-- SOURCE PASSAGE --
—————

The Kawaauhaus urge that the malpractice award fits within this exception because Dr. Geiger intentionally rendered inadequate medical care to Margaret Kawaauhau that necessarily led to her injury. According to the Kawaauhaus, Geiger deliberately chose less effective treatment because he wanted to cut costs, all the while knowing that he was providing substandard care. Such conduct, the Kawaauhaus assert, meets the "willful and malicious" specification of § 523(a)(6).
We confront this pivotal question concerning the scope of the "willful and malicious injury" exception: Does § 523(a)(6)'s compass cover acts, done intentionally,3 that cause injury (as the Kawaauhaus urge), or only acts done with the actual intent to cause injury (as the Eighth Circuit ruled)? The words of the statute strongly support the Eighth Circuit's reading.

—————

Extracted records
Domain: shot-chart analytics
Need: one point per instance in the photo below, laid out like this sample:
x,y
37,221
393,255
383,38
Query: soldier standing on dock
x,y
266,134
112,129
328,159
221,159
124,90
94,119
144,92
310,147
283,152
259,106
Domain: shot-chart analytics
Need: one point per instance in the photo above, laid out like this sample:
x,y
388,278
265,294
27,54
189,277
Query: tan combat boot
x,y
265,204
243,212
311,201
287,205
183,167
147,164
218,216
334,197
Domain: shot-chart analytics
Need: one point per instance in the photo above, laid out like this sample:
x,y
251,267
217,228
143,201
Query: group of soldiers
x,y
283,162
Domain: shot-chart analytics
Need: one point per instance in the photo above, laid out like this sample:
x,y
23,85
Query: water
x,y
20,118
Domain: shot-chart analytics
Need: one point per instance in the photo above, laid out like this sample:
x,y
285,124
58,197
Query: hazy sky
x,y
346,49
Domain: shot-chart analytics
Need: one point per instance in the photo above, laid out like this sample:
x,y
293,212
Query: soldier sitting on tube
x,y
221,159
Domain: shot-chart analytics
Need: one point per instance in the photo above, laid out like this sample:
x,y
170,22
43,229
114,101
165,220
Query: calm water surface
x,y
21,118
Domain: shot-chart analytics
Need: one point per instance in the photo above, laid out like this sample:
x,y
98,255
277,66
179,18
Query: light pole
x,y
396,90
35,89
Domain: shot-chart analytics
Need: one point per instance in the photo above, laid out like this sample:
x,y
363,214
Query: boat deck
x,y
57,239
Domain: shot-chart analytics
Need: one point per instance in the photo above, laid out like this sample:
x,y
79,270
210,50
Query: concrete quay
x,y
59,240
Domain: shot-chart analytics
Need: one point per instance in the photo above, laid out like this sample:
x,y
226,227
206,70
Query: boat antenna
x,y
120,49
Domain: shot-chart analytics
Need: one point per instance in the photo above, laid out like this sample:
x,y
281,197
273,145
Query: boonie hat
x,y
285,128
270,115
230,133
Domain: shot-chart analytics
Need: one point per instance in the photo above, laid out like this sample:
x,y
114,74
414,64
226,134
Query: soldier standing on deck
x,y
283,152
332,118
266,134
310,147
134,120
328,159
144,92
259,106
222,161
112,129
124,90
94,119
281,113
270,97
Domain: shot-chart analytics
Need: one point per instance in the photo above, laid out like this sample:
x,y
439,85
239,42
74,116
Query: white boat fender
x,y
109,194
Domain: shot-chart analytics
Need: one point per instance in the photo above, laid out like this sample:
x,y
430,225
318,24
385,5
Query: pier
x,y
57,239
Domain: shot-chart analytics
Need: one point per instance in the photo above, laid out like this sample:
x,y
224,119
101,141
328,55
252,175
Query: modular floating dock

—————

-- TASKS --
**A.** Rewrite the passage on the malpractice award, beginning at the words "The Kawaauhaus urge that" and stopping after "of § 523(a)(6).", with "save money" substituted for "cut costs".
**B.** Resume the passage on the malpractice award, starting with the sentence that would follow its last one.

-- YOUR WRITTEN ANSWERS --
**A.**
The Kawaauhaus urge that the malpractice award fits within this exception because Dr. Geiger intentionally rendered inadequate medical care to Margaret Kawaauhau that necessarily led to her injury. According to the Kawaauhaus, Geiger deliberately chose less effective treatment because he wanted to save money, all the while knowing that he was providing substandard care. Such conduct, the Kawaauhaus assert, meets the "willful and malicious" specification of § 523(a)(6).

**B.**
The word "willful" in (a)(6) modifies the word "injury," indicating that nondischargeability takes a deliberate or intentional injury, not merely a deliberate or intentional act that leads to injury. Had Congress meant to exempt debts resulting from unintentionally inflicted injuries, it might have described instead "willful acts that cause injury." Or, Congress might have selected an additional word or words, i. e., "reckless" or "negligent," to modify "injury." Moreover, as the Eighth Circuit observed, the (a)(6) formulation triggers in the lawyer's mind the category "intentional torts," as distinguished from negligent or reckless torts. Intentional torts generally require that the actor intend "the conse-
3 The word "willful" is defined in Black's Law Dictionary as "voluntary" or "intentional." Black's Law Dictionary 1434 (5th ed. 1979). Consistently, legislative reports note that the word "willful" in § 523(a)(6) means "deliberate or intentional." See S. Rep. No. 95-989, p. 79 (1978); H. R. Rep. No. 95-595, p. 365 (1977).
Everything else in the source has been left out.